***** Supplied material
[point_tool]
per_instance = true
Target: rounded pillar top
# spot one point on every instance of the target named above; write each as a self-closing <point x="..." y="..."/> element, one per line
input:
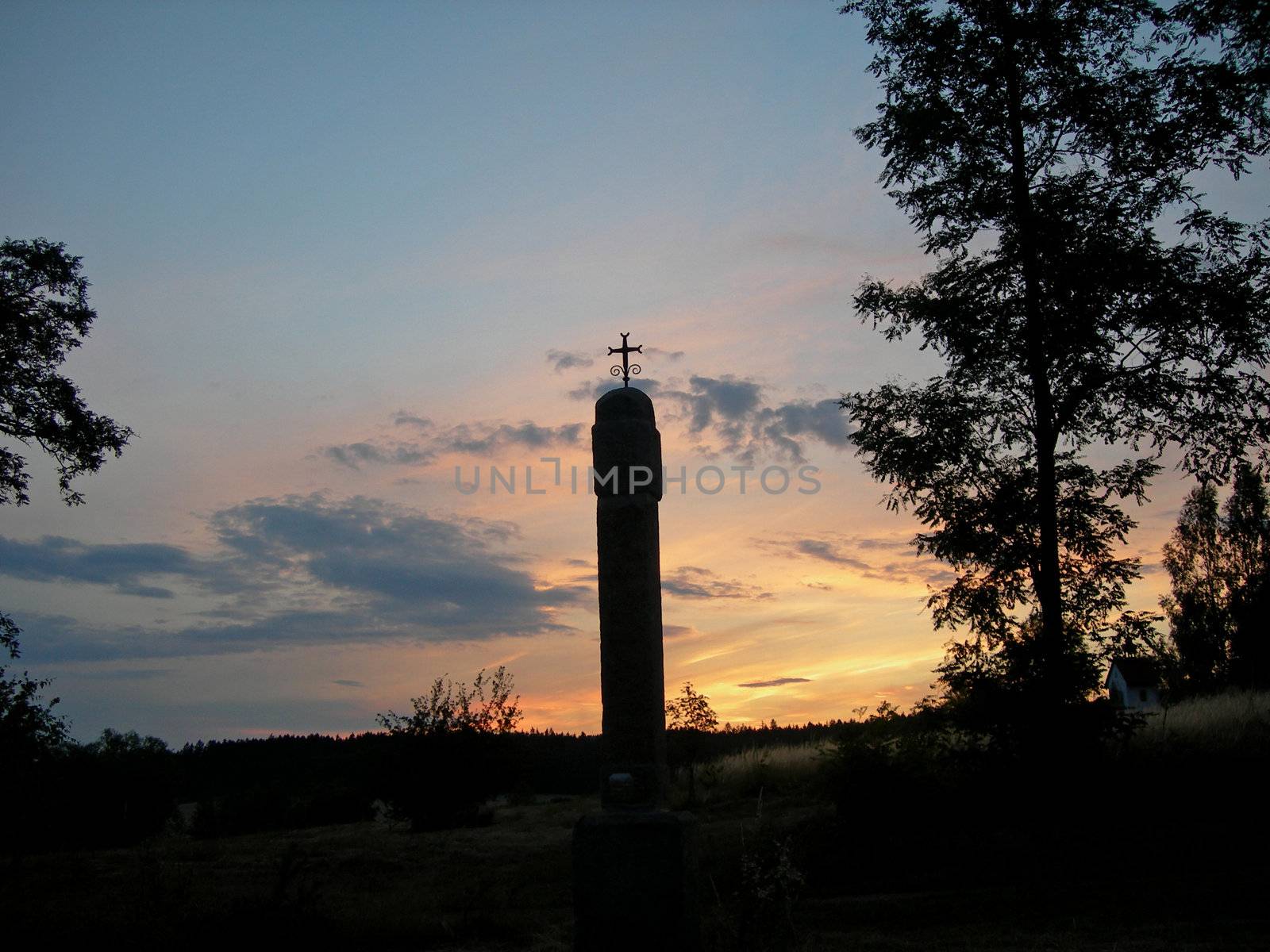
<point x="625" y="404"/>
**********
• Exercise brief
What you return should be the full listing, unchanged, minus the pictures.

• Response to this exercise
[point_tool]
per_instance = true
Target: rounded pillar top
# spot one point on every instance of the target named above; write each as a self-closing <point x="..." y="..."/> element, one per line
input:
<point x="625" y="404"/>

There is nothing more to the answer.